* Parts of the exercise
(1) Copy out the Bangladesh article word for word, everything from "The party had" down to "students’ front organization.".
(2) Using the Bangladesh article, answer these:
(a) On what date did Bangladesh's High Court ban Jama'at?
(b) To which city did Humayun Azad travel on a PEN fellowship?
(c) How many of those arrested after the grenade attack at Baidyer Bazar were linked to the BNP?

* Text segment

'''

There were sustained, murderous attacks on not only Awami League leaders and activists but on all secular and democratic public figures
The Bangladesh Nationalist Party (BNP) has whipped up a frenzy in some quarters with its claim that the Awami League government has paralysed the Opposition and is set to rig the country’s forthcoming parliamentary elections. One needs to examine its own record when it was in power from 2001 to 2006 in coalition with Bangladesh Jama’at-e-Islami (Jama’at), known as Jama’at-e-Islami Bangladesh prior to its banning on August 1, 2013, by Bangladesh’s High Court on the ground that its ideology conflicted with the secular nature of the country’s Constitution. Bangladesh’s Supreme Court had rejected the party’s appeal on August 5.
The party had aided the Pakistani army’s atrocities during the 1971 liberation war. Given space constraints, I would restrict my focus on the efforts by the coalition government, under the prime ministership of Begum Khaleda Zia, to “paralyse” the Opposition during their stint in power. There were sustained, murderous attacks on not only Awami League leaders and activists but on all secular and democratic public figures and intellectuals. Muhammad Yunus of Rajshahi University, a distinguished scholar, was killed on December 24, 2004. According to a report in The Daily Star (March 20, 2005), the investigation virtually stalled after the police found that one of the accused was an activist of the Islami Chhatra Shibir, Jama’at’s students’ front organization.
The highly respected writer, critic and scholar, Professor Humayun Azad of Dhaka University was near-fatally attacked with choppers on February 27, 2004, in Dhaka. He survived and travelled to Munich on a PEN fellowship on August 9, 2004. He died there on August 12 following a heart attack. An editorial in The Daily Star (February 29, 2004) stated that political intolerance was the driving force behind the attack, and added that the “victim must have exposed himself to the fury of obscurantism and fundamentalism through his write-ups.” Before his murder, Azad was viciously attacked by fundamentalist Islamists in Bangladesh for his latest book. Begum Khaleda Zia, however, blamed the Awami League for the attack at a public meeting in Savar in the outskirts of Dhaka on February 29. Significantly, while not questioning any of the fundamentalists who had lashed out against Azad, the police arrested an Awami League student leader. A grenade attack on a Awami League rally at Baidyer Bazar in Habiganj in Sylhet district killed one of Bangladesh’s most respected public figures, diplomat-turned-scholar and finance minister in Sheikh Hasina’s first government (1996-2001), SAMS Kibria, along with four others, on January 27, 2005. All the ten arrested were linked to the BNP, one of them being a local leader. The slain former minister’s widow, Asma Kibria, said that the nation needed to know the names of those who ordered the killing. The absence of a free hand prevented the investigations from reaching the level at which it could name them. She demanded an investigation by the United States’ Federal Bureau of Investigation.

'''

* Stored data
'''

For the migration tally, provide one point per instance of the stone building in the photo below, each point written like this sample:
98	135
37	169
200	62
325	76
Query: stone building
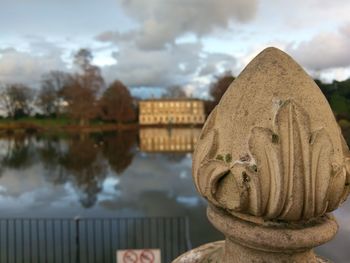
171	111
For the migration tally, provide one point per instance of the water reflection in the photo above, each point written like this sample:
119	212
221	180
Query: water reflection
129	173
168	140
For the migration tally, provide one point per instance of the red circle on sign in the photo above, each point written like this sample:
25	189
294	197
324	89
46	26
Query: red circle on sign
130	257
147	256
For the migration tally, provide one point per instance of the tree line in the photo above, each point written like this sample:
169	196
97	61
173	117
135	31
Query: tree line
82	96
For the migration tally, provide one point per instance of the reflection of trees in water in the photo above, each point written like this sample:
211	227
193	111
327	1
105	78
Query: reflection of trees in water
85	166
119	149
20	152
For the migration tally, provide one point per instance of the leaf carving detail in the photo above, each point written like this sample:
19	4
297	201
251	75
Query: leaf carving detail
294	177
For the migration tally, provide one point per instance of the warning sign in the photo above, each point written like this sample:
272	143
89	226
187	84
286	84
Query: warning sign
138	256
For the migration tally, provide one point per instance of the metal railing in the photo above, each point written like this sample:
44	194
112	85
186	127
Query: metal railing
89	240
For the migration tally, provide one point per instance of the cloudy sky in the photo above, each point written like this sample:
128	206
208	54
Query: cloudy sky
159	43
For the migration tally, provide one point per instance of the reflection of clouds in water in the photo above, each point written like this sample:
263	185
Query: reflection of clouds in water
110	189
188	200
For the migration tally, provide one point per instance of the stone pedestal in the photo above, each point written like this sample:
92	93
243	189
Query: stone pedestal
270	242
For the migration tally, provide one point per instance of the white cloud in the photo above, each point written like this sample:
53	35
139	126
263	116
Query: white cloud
161	22
23	67
324	51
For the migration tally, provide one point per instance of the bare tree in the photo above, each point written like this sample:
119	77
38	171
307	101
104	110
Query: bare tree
49	99
81	92
16	100
117	104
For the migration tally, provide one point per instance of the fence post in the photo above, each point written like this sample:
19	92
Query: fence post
272	163
77	238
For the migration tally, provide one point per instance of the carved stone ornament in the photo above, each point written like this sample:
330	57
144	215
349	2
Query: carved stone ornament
272	147
272	163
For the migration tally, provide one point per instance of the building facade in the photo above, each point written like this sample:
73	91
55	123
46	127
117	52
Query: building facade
171	111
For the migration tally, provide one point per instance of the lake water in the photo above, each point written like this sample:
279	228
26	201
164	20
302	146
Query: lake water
145	173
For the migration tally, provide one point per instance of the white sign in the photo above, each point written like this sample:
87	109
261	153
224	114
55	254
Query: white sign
138	256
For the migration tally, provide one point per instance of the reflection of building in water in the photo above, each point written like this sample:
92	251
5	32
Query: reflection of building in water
165	140
171	111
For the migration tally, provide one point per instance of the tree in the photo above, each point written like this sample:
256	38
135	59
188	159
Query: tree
16	100
217	89
175	91
81	92
49	99
116	103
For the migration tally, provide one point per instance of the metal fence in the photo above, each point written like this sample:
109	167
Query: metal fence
89	240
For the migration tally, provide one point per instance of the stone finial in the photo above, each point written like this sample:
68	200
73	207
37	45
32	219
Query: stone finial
272	149
272	163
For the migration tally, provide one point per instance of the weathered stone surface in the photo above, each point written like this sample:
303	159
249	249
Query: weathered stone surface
272	148
272	162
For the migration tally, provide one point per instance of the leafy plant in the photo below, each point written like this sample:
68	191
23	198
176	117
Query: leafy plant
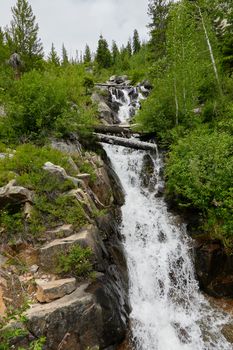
77	262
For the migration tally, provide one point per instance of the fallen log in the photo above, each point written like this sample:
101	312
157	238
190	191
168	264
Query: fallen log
130	143
113	129
117	86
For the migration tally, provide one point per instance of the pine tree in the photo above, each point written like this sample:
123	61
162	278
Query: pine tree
103	55
136	42
53	56
65	59
22	35
158	11
87	55
129	48
115	52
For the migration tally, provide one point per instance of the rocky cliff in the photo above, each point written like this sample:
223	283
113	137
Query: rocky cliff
70	311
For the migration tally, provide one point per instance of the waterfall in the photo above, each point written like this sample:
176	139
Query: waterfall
168	310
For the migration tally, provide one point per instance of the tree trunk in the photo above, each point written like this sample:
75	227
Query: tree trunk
130	143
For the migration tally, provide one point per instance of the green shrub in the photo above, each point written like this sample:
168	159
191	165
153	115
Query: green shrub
77	261
51	101
51	205
199	175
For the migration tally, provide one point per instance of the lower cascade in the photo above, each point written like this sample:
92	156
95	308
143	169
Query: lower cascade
168	310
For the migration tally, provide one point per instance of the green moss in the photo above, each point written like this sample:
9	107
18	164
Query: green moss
76	262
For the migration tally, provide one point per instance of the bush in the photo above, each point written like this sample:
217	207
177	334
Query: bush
48	101
51	204
77	261
199	175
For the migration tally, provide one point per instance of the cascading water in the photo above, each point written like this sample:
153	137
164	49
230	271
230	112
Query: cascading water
168	311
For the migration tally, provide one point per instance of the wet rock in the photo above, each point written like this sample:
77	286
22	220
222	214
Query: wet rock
70	146
214	268
105	112
87	318
60	232
147	85
86	237
13	195
227	331
60	172
147	175
34	268
75	314
2	302
49	291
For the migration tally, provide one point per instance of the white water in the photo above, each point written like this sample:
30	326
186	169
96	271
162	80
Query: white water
168	311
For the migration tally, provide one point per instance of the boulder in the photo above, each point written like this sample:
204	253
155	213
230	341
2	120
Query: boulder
60	172
71	146
214	268
60	232
86	237
75	317
14	195
105	112
147	85
2	303
49	291
227	331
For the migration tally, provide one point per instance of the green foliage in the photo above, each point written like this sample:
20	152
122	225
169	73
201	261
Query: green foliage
77	262
53	101
103	55
22	35
65	59
136	42
38	344
53	57
51	205
199	175
87	55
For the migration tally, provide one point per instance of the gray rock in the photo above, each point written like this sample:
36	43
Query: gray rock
34	268
105	112
60	232
86	237
14	195
227	331
70	147
60	172
76	314
49	291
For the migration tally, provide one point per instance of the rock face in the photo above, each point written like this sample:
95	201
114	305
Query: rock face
49	291
87	237
214	268
14	195
87	317
227	331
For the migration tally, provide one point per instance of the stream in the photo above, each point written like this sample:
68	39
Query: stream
168	310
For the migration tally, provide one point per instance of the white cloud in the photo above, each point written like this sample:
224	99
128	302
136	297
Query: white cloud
77	22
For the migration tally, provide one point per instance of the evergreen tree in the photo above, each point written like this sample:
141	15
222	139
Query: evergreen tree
158	11
53	56
87	55
115	52
129	48
65	59
22	35
136	42
103	54
4	49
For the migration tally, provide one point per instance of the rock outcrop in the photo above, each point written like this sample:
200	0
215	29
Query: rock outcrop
14	195
49	291
214	268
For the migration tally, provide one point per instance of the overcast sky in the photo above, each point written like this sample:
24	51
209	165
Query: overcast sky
77	22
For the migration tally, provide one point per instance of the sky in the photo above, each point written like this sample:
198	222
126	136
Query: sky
77	22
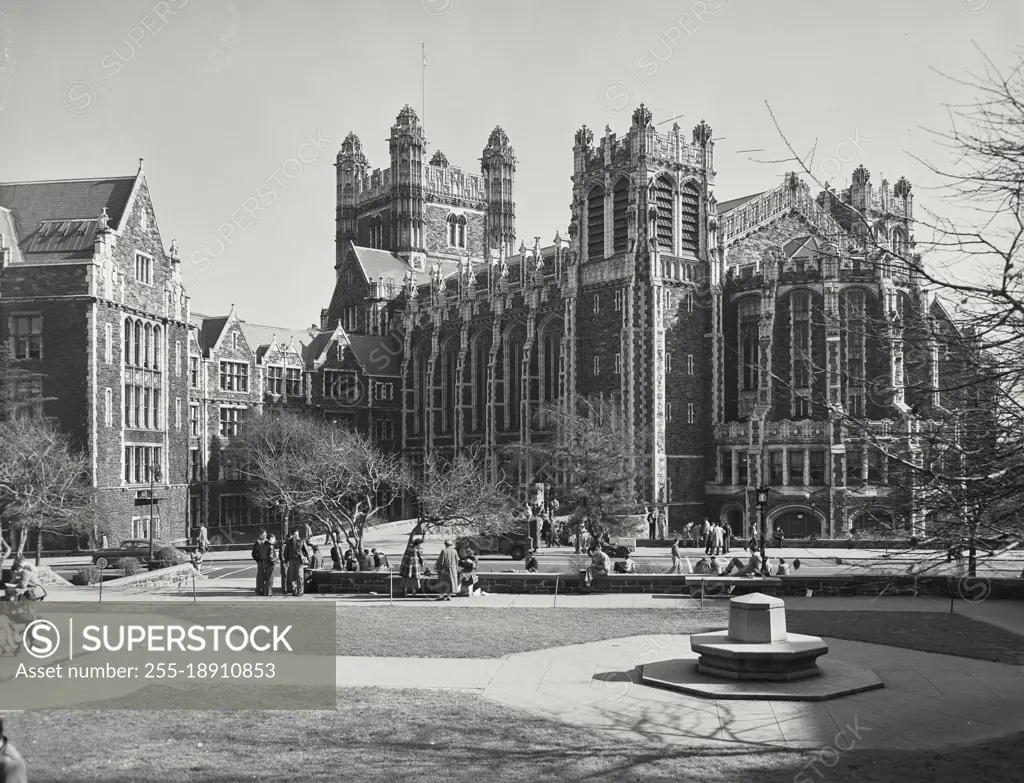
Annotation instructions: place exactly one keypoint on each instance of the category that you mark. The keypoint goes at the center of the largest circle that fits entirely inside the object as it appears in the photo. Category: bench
(713, 585)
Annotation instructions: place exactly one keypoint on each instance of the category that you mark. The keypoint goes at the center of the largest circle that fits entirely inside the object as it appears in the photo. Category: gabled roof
(377, 355)
(55, 220)
(724, 207)
(8, 235)
(209, 329)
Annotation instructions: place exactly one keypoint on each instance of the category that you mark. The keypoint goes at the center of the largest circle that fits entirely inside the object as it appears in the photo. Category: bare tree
(600, 459)
(456, 496)
(43, 479)
(957, 446)
(334, 476)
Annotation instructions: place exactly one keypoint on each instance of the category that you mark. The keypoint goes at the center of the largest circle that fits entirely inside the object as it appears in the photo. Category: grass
(380, 735)
(459, 632)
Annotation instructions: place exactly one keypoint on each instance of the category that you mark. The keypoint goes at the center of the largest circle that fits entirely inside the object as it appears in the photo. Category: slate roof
(55, 220)
(378, 355)
(8, 235)
(728, 206)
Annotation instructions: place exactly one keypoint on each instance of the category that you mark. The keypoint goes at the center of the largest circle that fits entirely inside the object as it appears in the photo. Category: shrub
(85, 576)
(131, 566)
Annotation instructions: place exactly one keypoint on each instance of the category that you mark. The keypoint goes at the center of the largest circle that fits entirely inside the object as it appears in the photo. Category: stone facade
(88, 265)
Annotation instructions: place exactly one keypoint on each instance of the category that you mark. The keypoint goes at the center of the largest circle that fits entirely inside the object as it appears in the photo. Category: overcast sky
(218, 96)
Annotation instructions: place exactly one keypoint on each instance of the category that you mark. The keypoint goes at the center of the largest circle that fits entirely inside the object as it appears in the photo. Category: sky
(222, 98)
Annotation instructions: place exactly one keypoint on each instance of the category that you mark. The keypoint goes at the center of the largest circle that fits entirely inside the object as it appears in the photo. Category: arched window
(481, 357)
(513, 381)
(749, 337)
(621, 203)
(552, 365)
(662, 197)
(127, 347)
(689, 214)
(595, 224)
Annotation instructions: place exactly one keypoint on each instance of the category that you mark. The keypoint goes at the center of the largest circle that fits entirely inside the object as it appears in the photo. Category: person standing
(268, 559)
(718, 537)
(677, 558)
(448, 571)
(12, 766)
(297, 557)
(411, 569)
(257, 548)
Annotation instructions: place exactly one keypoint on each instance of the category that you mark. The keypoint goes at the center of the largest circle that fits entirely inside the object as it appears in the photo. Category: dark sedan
(138, 549)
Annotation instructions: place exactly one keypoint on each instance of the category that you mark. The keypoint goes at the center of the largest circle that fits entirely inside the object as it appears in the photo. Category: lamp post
(763, 491)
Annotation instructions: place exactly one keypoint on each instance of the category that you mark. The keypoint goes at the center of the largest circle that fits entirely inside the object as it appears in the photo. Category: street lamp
(762, 492)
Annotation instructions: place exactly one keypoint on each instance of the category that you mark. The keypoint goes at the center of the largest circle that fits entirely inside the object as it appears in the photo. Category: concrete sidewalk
(1006, 614)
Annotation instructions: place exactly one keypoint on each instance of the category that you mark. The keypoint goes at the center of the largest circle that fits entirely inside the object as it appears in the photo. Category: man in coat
(297, 557)
(268, 559)
(448, 571)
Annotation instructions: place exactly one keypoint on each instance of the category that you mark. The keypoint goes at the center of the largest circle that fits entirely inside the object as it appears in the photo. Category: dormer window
(457, 230)
(143, 268)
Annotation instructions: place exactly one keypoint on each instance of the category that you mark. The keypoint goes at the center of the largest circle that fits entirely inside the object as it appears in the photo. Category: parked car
(138, 549)
(513, 545)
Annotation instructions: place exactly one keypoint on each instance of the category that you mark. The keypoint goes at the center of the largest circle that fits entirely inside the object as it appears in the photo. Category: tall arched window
(481, 356)
(513, 384)
(662, 199)
(621, 204)
(595, 224)
(127, 347)
(689, 214)
(450, 390)
(749, 354)
(552, 355)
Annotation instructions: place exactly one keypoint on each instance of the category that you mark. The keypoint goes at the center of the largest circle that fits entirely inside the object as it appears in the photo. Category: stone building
(749, 336)
(766, 340)
(92, 303)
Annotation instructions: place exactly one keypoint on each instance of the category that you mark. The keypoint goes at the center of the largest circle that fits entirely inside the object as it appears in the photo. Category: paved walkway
(929, 701)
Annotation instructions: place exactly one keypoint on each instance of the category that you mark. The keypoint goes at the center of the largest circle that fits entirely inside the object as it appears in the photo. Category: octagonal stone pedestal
(757, 658)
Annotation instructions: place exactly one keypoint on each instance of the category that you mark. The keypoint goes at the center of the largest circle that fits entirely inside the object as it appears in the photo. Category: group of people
(296, 555)
(456, 572)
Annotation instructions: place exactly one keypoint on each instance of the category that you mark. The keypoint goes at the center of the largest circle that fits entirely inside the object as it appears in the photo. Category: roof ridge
(72, 179)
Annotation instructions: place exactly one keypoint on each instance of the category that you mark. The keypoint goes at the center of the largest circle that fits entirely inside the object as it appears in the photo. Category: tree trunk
(284, 566)
(972, 563)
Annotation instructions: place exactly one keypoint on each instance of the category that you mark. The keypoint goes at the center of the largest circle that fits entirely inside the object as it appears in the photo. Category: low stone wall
(975, 589)
(162, 577)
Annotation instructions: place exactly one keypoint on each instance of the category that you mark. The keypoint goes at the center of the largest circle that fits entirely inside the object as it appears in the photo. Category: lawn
(380, 735)
(457, 632)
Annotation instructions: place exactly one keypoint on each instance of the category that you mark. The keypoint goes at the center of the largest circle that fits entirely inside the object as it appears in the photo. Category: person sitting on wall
(626, 566)
(753, 567)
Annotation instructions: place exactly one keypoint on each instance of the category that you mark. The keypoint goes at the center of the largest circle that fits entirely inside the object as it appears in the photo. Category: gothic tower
(407, 144)
(498, 167)
(352, 166)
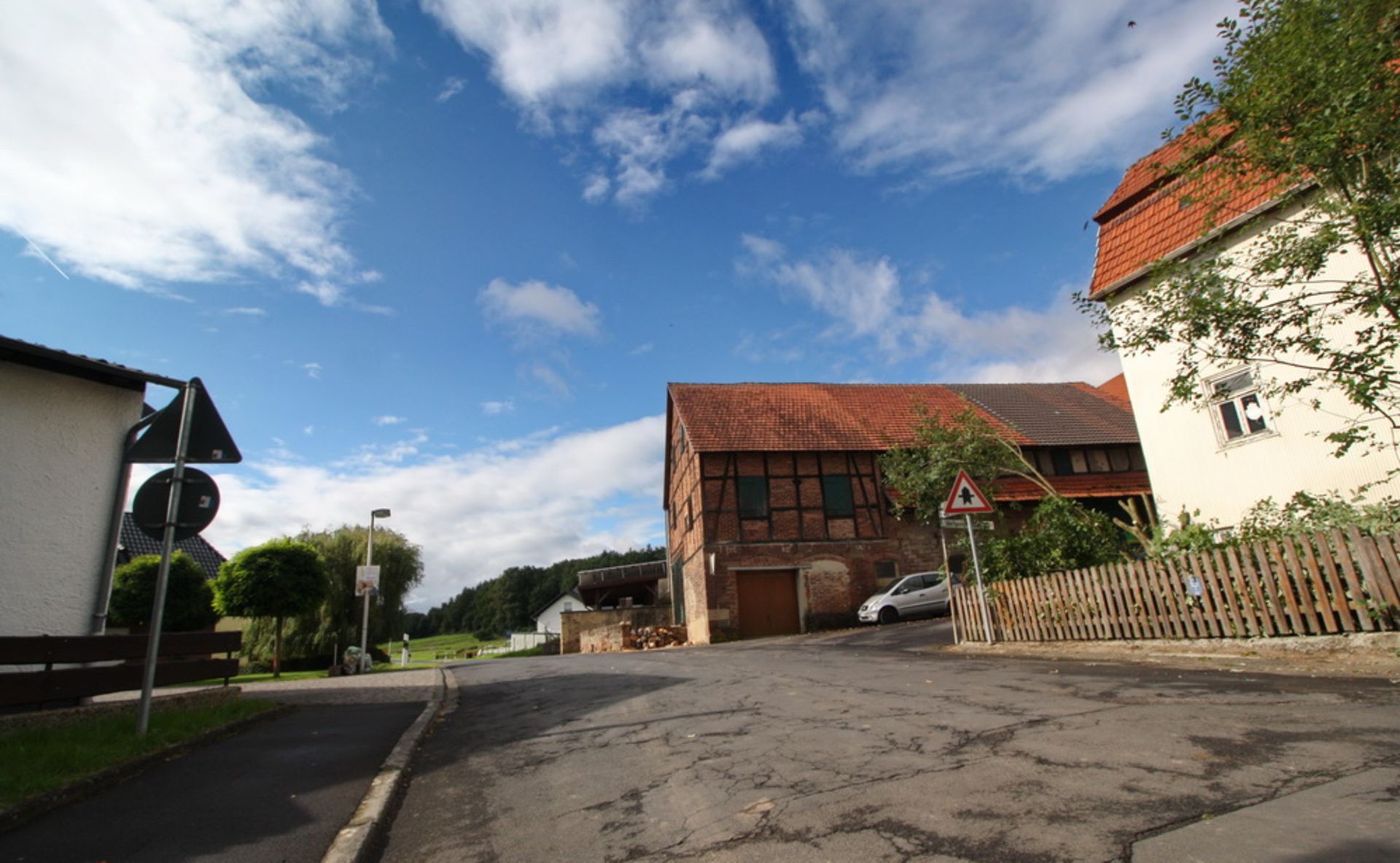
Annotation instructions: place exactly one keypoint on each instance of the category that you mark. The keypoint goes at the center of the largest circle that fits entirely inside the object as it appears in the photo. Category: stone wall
(575, 624)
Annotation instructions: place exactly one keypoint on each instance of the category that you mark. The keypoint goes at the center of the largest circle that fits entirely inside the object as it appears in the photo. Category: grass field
(45, 758)
(450, 646)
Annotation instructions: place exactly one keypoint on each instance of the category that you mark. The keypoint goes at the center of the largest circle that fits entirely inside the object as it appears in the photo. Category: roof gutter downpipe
(114, 528)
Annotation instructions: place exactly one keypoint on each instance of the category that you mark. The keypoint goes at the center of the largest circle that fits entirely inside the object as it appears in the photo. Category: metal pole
(365, 624)
(981, 592)
(153, 643)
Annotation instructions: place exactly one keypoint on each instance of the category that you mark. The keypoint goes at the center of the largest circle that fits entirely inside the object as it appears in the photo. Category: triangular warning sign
(209, 439)
(966, 498)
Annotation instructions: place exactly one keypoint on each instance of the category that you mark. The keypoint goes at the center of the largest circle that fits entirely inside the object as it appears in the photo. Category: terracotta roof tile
(1056, 414)
(1146, 219)
(1116, 387)
(878, 417)
(1076, 485)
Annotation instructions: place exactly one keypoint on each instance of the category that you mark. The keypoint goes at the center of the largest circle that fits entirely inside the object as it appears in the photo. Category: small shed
(548, 618)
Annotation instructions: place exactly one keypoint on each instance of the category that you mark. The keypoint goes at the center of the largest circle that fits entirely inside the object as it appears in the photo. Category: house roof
(812, 417)
(73, 365)
(1076, 485)
(1118, 387)
(1056, 415)
(878, 417)
(1146, 219)
(563, 596)
(136, 544)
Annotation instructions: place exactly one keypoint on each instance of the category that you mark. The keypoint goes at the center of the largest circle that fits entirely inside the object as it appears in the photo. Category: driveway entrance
(768, 603)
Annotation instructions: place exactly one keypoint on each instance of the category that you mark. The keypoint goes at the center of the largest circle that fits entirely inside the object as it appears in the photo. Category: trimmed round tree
(278, 579)
(190, 603)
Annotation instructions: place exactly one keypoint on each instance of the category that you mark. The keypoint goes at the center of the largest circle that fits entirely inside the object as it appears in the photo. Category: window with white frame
(1238, 409)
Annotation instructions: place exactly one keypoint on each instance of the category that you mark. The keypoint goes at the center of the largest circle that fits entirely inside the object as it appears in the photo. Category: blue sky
(444, 255)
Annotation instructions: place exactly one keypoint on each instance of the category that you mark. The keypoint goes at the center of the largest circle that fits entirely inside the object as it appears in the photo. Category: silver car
(910, 597)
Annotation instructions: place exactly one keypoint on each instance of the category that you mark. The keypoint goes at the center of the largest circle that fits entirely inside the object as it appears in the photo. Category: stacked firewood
(650, 638)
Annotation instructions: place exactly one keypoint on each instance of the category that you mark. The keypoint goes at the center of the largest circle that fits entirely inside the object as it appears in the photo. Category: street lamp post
(368, 561)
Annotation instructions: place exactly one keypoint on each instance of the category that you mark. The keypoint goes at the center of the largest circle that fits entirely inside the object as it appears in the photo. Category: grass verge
(47, 758)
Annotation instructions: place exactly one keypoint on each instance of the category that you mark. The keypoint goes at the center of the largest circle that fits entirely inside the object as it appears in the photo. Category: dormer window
(1238, 409)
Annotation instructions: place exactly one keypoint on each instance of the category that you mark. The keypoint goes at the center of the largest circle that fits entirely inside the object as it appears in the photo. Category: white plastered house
(1240, 446)
(63, 426)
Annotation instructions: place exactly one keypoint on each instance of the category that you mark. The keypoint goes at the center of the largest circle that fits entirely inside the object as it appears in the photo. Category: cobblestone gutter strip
(33, 808)
(1364, 654)
(362, 838)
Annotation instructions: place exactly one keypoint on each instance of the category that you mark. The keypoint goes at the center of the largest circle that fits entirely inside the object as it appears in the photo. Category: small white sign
(366, 579)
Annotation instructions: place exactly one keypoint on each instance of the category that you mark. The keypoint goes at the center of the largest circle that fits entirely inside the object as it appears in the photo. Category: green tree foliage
(506, 603)
(1307, 94)
(1060, 534)
(925, 473)
(278, 579)
(190, 601)
(333, 624)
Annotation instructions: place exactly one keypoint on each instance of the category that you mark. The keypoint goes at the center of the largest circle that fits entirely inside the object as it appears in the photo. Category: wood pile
(650, 638)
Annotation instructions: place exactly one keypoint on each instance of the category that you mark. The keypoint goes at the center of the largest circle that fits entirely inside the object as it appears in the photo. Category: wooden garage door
(768, 603)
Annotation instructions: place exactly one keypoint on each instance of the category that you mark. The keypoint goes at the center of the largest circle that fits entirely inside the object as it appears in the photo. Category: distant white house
(63, 425)
(546, 619)
(1242, 446)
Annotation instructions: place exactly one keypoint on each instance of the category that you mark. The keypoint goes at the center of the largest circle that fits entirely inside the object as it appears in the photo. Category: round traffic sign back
(198, 503)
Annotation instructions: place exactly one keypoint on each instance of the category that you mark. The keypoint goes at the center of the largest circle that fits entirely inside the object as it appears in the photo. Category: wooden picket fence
(1313, 584)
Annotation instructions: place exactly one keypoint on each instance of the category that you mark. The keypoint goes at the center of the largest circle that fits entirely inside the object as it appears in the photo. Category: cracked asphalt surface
(867, 746)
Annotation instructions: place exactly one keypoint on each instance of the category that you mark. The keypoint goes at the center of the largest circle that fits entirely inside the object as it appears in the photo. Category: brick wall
(575, 624)
(605, 639)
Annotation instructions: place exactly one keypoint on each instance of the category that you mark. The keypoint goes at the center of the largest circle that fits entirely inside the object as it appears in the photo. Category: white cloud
(747, 139)
(534, 307)
(451, 88)
(866, 299)
(138, 150)
(531, 500)
(1022, 86)
(598, 68)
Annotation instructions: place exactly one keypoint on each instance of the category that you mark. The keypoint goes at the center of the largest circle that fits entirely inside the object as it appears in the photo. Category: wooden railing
(1313, 584)
(184, 657)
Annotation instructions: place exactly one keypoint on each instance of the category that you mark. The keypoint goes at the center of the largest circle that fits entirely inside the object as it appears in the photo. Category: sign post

'''

* Solutions below
(1)
The party had aided the Pakistani army’s atrocities during the 1971 liberation war. Given space constraints, I would restrict my focus on the efforts by the coalition government, under the prime ministership of Begum Khaleda Zia, to “paralyse” the Opposition during their stint in power. There were sustained, murderous attacks on not only Awami League leaders and activists but on all secular and democratic public figures and intellectuals. Muhammad Yunus of Rajshahi University, a distinguished scholar, was killed on December 24, 2004. According to a report in The Daily Star (March 20, 2005), the investigation virtually stalled after the police found that one of the accused was an activist of the Islami Chhatra Shibir, Jama’at’s students’ front organization.

(2)
(a) August 1, 2013
(b) Munich
(c) All ten